WORK ORDER. State only how many lines of the records contain the string "below".

* * * * * * * * *

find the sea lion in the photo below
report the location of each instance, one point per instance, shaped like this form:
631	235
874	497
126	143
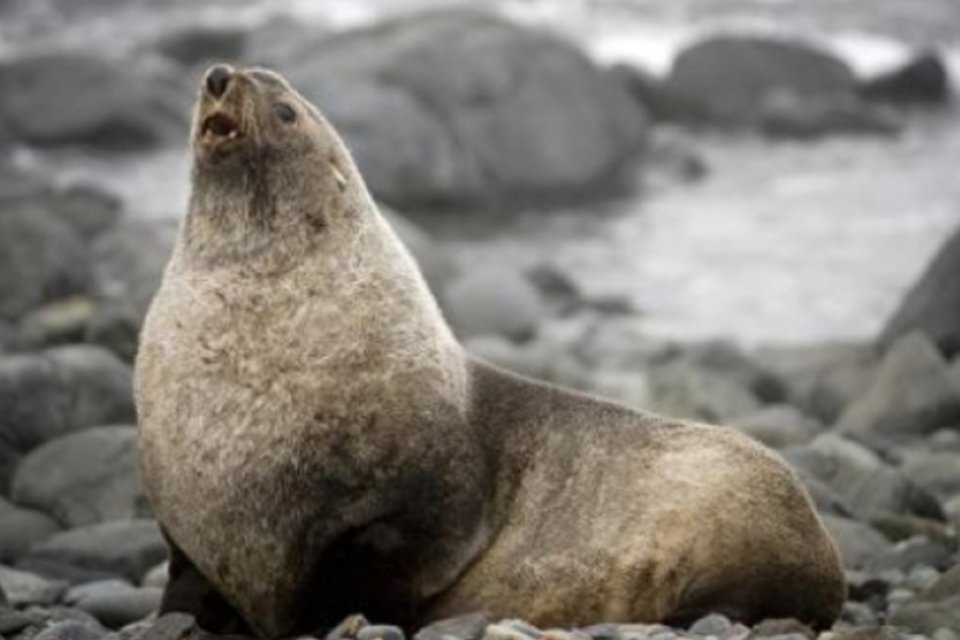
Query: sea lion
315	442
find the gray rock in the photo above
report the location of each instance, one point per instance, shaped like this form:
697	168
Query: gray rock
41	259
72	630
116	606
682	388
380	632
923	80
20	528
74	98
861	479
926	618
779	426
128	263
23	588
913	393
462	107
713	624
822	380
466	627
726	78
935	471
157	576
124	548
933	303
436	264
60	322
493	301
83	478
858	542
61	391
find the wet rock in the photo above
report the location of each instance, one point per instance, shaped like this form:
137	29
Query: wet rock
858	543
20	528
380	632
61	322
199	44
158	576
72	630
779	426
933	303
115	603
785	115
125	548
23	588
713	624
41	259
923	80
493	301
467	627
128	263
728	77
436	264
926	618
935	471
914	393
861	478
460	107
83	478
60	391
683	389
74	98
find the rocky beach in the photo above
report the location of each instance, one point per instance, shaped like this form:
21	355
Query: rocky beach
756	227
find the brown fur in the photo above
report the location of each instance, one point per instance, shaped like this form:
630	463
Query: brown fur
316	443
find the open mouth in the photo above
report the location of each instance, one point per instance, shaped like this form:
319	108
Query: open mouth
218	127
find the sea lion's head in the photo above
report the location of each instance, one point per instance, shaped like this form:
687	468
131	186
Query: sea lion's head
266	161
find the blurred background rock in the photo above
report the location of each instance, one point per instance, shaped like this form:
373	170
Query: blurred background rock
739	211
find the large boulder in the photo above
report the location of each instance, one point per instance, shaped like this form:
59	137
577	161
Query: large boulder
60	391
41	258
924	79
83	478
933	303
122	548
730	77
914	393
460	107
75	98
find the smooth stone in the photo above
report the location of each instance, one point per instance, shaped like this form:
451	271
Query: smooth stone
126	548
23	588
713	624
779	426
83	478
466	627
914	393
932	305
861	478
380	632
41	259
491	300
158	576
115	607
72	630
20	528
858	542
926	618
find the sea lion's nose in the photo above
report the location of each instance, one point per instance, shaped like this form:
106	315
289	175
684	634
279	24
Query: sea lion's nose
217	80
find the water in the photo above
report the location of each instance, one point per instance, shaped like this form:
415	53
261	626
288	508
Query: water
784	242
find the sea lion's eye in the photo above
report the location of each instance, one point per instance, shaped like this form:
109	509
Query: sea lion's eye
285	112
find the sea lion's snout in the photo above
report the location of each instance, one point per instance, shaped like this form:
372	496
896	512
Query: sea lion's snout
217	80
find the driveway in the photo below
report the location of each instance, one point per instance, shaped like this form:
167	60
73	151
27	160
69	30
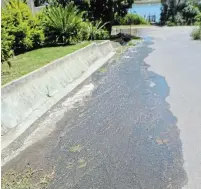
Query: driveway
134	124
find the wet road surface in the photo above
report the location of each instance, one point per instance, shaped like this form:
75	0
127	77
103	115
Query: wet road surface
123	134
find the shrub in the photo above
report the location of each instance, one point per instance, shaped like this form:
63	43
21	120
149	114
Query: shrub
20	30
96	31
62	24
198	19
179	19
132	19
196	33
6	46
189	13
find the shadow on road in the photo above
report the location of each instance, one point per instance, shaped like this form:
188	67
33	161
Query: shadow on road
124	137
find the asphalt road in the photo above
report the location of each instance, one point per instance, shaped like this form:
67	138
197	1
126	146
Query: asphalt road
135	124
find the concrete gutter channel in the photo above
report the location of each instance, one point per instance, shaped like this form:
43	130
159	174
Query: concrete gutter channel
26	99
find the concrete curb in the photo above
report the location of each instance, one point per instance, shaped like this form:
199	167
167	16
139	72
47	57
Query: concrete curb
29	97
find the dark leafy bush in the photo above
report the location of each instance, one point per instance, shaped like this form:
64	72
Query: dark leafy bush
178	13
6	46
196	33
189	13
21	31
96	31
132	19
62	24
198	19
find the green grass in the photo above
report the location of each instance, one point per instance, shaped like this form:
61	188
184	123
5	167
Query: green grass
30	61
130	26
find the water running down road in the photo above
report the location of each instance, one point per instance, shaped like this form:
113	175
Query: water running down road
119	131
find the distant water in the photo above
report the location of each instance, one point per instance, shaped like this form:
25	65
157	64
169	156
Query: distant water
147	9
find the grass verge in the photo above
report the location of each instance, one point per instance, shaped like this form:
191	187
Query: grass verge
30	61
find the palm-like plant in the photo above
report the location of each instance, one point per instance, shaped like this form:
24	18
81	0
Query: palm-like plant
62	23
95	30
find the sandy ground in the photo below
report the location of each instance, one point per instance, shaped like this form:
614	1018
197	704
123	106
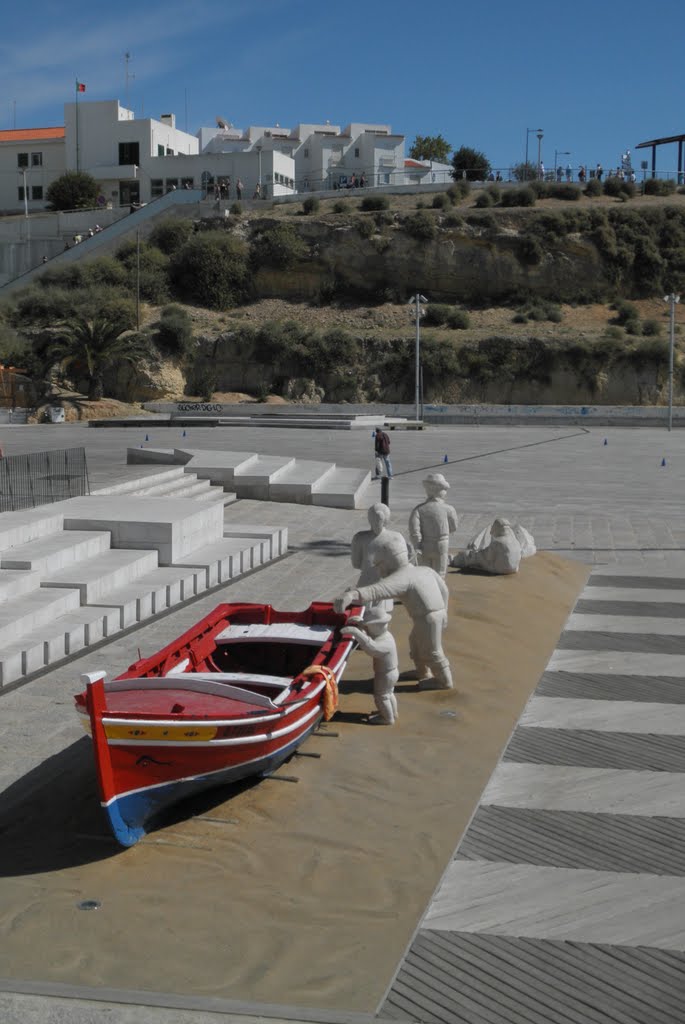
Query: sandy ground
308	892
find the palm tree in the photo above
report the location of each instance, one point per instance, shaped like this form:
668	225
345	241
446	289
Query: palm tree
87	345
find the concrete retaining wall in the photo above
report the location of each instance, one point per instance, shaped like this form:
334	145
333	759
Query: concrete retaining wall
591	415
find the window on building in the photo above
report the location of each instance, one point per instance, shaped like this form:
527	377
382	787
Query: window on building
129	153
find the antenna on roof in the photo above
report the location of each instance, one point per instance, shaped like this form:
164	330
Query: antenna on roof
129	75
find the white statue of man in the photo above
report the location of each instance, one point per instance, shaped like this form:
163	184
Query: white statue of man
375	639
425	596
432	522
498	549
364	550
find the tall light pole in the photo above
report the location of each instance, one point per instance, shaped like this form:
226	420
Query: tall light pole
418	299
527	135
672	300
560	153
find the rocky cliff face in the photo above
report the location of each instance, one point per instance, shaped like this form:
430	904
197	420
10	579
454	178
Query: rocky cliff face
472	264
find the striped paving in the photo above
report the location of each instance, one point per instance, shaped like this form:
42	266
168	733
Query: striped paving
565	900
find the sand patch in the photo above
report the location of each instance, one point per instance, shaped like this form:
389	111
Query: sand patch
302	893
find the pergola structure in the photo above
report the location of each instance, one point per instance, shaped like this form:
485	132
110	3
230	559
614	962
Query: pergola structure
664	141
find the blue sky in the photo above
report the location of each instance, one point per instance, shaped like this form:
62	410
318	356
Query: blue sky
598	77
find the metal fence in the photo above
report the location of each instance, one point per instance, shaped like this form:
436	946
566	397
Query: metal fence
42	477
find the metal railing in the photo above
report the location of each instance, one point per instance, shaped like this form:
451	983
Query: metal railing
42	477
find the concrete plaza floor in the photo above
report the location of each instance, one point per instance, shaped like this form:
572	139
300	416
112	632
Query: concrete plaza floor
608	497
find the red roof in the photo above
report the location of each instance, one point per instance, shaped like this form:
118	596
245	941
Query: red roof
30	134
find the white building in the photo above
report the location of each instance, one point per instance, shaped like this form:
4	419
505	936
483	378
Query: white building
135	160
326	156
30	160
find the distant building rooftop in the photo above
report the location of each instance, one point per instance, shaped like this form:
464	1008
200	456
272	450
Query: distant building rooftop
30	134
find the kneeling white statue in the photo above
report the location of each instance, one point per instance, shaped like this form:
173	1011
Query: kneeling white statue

* * * * * * * * *

TASK OUTPUT. 3